▸ **Dataset content**:
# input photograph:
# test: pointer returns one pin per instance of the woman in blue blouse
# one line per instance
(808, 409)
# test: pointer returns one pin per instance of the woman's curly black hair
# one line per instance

▸ **What is required**: Filter the entries above and keep only the lines with the word "test".

▸ **Answer space**:
# test: pointer returns one pin per instance of the woman in blue blouse
# test: pointer returns one pin per instance of the woman's curly black hair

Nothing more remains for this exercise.